**Do this:** Filter the records below, keeping every line that contains the word "local" and dropping all others.

☆ ☆ ☆ ☆ ☆ ☆ ☆

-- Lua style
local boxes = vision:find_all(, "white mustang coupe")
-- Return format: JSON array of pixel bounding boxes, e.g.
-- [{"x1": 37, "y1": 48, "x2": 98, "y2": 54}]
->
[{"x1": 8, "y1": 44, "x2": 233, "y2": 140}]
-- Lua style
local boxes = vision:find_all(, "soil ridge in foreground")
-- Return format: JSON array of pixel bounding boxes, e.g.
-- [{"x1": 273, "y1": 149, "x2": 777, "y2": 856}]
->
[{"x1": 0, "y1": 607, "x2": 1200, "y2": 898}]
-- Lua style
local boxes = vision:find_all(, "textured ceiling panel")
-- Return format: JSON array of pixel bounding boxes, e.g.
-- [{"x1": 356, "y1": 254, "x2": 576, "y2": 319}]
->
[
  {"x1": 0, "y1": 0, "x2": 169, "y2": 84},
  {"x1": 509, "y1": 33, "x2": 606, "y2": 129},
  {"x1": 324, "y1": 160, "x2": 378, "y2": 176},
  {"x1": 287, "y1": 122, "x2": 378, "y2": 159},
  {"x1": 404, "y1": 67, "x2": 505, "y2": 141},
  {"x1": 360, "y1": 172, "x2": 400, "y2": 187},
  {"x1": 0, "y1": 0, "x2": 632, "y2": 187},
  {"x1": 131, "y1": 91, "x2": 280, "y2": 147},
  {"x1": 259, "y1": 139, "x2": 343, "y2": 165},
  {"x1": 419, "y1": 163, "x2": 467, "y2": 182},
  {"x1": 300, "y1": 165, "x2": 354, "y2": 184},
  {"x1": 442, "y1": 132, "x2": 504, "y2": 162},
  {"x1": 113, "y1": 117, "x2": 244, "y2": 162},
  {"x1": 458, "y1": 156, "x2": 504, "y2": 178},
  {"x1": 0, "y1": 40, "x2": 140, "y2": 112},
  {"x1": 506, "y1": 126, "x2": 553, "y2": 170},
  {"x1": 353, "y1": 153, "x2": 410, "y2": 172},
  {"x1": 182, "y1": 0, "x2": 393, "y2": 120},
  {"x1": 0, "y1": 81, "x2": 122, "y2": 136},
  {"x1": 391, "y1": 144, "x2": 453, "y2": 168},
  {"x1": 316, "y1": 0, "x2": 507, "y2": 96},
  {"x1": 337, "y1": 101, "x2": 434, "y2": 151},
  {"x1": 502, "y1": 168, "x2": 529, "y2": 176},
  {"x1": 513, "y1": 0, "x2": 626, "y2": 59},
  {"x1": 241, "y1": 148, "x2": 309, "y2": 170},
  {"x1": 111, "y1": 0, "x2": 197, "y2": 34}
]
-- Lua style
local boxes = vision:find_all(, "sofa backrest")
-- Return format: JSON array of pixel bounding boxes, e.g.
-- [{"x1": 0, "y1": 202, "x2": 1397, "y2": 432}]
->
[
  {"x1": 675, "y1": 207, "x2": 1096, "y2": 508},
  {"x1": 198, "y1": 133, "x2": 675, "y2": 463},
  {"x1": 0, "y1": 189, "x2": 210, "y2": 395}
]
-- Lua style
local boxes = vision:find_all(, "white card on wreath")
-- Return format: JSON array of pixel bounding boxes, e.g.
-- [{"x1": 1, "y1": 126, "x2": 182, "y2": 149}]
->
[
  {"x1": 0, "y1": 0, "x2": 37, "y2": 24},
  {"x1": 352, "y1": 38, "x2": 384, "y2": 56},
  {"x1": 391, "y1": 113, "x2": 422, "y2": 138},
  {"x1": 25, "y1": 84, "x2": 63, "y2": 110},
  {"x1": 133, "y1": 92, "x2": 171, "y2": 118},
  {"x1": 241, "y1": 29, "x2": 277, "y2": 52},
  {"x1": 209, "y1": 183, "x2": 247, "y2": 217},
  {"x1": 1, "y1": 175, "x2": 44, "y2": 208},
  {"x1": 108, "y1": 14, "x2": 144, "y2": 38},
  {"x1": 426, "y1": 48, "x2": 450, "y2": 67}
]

☆ ☆ ☆ ☆ ☆ ☆ ☆

**Solution for this exercise:**
local boxes = vision:find_all(, "white mustang coupe")
local boxes = vision:find_all(, "soil ridge in foreground")
local boxes = vision:find_all(, "textured ceiling panel")
local boxes = vision:find_all(, "sofa backrest")
local boxes = vision:find_all(, "white card on wreath")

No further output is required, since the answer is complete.